-- Extracted entries --
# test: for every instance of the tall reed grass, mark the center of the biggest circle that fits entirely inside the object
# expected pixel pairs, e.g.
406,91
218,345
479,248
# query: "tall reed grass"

-- What the task requires --
Reproduce every line of the items above without changing anything.

-- The response --
# test: for every instance of the tall reed grass, mark the center of the biggest circle that fits entirely inside the object
# expected pixel pairs, e.g.
406,91
218,345
479,248
# query: "tall reed grass"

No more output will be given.